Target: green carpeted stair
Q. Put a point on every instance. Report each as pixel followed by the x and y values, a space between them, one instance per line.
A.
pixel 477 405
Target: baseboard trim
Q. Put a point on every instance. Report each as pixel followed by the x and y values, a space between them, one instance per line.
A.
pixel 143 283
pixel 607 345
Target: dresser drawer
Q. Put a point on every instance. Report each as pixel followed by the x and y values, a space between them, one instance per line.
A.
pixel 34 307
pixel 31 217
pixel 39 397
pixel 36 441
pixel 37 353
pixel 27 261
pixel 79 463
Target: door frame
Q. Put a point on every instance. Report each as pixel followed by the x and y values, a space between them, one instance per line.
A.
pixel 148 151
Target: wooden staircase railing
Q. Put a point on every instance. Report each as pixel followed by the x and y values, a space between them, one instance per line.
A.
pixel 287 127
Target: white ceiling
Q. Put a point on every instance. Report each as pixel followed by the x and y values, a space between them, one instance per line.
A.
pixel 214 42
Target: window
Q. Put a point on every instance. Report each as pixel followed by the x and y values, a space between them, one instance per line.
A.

● ● ● ● ● ● ●

TASK DETAILS
In the data, find how many lines hold the string "Target", and answer with the number only.

RESPONSE BOX
7